Written task: Offset every bounding-box coordinate by +62 in the rows below that open with the line containing "the orange goldfish" and close with the line containing "[43,264,203,323]", both ends included. Output that whole span, with the text rows copied unchanged, and nothing outside it.

-- BEGIN --

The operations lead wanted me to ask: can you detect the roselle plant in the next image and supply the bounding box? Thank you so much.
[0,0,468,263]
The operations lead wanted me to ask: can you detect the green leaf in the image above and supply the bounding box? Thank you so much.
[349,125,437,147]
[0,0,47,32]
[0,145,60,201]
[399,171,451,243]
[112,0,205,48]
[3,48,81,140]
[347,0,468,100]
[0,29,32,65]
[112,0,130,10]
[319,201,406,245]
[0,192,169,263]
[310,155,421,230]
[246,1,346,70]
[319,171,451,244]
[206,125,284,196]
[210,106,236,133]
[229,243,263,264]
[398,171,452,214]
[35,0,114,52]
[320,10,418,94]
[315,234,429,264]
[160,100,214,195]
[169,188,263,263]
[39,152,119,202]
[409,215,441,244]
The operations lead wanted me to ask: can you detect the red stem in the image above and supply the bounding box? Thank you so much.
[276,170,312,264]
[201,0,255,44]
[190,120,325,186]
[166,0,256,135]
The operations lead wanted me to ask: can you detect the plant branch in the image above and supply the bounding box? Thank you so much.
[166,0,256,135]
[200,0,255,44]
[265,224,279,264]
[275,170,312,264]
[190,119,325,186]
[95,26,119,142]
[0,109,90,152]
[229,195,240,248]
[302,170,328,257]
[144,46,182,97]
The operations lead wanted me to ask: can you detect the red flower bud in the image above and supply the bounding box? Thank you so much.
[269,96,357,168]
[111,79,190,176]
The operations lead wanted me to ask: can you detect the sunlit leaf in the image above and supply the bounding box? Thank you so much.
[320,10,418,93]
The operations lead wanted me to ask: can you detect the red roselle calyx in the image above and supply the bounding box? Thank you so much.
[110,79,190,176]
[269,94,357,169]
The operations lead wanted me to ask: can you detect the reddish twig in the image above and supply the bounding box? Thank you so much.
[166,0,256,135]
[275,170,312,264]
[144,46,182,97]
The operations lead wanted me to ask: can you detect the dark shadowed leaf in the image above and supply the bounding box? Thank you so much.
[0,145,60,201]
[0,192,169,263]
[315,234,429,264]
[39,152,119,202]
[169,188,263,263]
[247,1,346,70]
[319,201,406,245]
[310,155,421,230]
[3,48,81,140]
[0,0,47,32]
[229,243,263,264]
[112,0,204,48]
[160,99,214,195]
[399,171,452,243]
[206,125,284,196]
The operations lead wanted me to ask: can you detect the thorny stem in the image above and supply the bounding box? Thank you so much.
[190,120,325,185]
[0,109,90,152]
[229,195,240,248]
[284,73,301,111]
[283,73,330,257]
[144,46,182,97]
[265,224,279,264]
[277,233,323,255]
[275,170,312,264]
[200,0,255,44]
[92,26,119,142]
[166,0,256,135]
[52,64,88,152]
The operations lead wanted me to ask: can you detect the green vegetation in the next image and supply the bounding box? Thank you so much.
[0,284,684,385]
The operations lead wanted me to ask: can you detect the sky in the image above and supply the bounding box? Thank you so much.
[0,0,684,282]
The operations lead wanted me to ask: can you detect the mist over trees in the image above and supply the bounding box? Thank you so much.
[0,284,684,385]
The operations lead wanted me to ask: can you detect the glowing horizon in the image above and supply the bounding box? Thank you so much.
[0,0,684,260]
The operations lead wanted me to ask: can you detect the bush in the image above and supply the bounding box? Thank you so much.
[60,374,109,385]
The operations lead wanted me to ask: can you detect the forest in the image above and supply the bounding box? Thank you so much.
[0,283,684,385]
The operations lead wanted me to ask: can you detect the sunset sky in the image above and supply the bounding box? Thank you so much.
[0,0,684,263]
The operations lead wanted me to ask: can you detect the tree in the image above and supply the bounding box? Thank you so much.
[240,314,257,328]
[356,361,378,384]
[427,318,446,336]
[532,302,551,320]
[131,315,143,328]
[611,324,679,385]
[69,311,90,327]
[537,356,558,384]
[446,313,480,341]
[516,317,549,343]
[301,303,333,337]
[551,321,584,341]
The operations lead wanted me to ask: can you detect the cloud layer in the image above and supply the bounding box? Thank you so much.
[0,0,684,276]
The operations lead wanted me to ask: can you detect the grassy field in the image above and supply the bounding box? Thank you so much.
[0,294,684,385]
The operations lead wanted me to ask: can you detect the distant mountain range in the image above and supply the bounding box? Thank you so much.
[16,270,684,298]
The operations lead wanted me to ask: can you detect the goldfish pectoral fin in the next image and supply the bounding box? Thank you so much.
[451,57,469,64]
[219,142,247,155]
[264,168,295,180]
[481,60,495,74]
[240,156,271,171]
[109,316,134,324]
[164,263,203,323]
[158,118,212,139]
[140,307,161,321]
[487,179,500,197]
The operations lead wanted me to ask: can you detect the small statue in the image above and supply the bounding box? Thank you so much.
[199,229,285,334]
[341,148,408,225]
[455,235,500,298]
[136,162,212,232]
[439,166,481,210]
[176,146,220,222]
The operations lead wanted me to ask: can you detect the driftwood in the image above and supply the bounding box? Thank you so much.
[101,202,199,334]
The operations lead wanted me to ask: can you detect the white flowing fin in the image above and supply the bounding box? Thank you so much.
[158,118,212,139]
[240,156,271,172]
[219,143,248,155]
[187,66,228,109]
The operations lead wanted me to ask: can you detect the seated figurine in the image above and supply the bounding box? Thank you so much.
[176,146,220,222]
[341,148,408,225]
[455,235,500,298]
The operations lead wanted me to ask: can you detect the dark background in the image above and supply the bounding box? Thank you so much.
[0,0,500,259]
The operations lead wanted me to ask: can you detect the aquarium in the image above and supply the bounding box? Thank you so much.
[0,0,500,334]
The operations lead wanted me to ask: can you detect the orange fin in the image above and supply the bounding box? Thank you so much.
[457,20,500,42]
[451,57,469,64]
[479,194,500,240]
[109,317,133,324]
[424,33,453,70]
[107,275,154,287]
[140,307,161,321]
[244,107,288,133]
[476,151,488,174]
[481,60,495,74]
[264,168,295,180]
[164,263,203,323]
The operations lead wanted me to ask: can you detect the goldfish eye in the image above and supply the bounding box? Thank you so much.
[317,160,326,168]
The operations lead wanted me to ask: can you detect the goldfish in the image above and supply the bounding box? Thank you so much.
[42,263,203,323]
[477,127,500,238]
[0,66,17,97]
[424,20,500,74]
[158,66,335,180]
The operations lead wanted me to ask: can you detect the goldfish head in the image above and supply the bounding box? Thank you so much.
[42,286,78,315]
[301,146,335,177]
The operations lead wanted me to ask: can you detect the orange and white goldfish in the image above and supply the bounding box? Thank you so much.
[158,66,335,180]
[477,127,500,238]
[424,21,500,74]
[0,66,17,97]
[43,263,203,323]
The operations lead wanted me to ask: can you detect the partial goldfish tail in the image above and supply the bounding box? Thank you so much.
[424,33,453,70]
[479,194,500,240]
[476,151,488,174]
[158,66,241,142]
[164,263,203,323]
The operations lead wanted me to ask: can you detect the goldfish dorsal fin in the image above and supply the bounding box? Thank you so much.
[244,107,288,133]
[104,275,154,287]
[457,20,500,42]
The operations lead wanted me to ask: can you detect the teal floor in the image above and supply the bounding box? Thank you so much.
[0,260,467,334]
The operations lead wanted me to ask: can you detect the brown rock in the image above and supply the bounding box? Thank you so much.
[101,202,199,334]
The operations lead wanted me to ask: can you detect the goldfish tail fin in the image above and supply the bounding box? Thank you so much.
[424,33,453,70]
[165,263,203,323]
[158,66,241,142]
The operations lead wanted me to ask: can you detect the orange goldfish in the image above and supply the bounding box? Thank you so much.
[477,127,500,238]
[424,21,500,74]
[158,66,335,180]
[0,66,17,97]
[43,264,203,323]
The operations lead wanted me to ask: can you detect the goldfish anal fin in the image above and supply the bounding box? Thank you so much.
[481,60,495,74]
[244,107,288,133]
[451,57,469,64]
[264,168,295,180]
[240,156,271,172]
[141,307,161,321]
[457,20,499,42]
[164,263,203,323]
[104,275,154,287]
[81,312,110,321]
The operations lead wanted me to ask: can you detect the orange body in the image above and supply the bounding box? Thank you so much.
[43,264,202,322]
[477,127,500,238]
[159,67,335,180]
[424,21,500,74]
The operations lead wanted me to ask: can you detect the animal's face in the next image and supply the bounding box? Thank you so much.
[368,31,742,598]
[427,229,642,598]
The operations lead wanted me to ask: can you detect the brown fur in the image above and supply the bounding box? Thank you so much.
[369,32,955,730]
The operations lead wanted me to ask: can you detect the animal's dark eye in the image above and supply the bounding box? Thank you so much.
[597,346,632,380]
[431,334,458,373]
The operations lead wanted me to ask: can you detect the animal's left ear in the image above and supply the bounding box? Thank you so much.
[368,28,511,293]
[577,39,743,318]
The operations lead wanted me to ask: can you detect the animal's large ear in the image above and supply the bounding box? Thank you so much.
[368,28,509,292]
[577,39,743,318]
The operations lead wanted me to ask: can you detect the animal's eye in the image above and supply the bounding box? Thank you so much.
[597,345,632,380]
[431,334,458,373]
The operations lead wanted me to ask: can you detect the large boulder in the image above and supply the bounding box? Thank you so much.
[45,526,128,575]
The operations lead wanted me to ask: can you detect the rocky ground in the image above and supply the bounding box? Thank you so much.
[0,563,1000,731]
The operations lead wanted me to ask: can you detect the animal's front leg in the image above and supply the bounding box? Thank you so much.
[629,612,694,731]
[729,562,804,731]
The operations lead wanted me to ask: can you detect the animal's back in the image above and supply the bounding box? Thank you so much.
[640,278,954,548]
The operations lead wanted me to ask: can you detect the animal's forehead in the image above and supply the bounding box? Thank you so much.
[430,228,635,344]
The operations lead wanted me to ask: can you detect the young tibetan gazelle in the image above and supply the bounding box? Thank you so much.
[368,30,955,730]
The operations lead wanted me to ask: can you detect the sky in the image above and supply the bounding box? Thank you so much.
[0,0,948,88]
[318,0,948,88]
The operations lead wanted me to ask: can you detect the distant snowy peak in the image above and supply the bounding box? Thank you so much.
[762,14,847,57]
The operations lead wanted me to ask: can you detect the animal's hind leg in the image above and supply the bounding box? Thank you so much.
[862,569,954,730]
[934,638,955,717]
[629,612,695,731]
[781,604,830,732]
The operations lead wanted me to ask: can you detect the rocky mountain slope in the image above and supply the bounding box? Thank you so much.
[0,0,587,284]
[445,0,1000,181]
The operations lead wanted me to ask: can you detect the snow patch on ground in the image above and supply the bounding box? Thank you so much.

-- END --

Exercise output:
The operations lead wanted me to ask: can you detect the orange goldfish in the image above and supply the bounding box? Thank you so much.
[539,189,562,300]
[486,83,562,136]
[220,128,397,242]
[62,128,79,159]
[105,326,265,385]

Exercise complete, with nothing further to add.